Output the material below in full, exactly as it is.

Region labeling items:
— start —

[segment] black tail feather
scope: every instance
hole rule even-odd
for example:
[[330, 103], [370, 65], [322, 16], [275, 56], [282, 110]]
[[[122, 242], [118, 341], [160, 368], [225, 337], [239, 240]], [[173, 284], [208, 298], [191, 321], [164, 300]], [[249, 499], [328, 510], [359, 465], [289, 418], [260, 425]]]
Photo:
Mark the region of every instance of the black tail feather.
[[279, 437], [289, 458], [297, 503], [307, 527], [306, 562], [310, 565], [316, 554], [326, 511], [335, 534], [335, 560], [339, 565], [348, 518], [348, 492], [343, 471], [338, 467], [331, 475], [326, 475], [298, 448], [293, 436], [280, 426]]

— end —

Exercise solution:
[segment] black tail feather
scope: every instance
hole rule even-odd
for example:
[[330, 103], [370, 65], [322, 16], [275, 56], [282, 110]]
[[[122, 242], [118, 341], [160, 368], [225, 337], [239, 240]], [[173, 284], [208, 298], [191, 321], [164, 300]], [[249, 499], [328, 510], [359, 465], [289, 418], [260, 425]]]
Photo:
Mark the region of every instance of the black tail feather.
[[279, 437], [289, 458], [297, 503], [307, 527], [306, 562], [310, 565], [316, 554], [326, 511], [335, 534], [335, 560], [339, 565], [348, 518], [348, 492], [343, 471], [338, 467], [331, 475], [326, 475], [298, 448], [293, 436], [280, 426]]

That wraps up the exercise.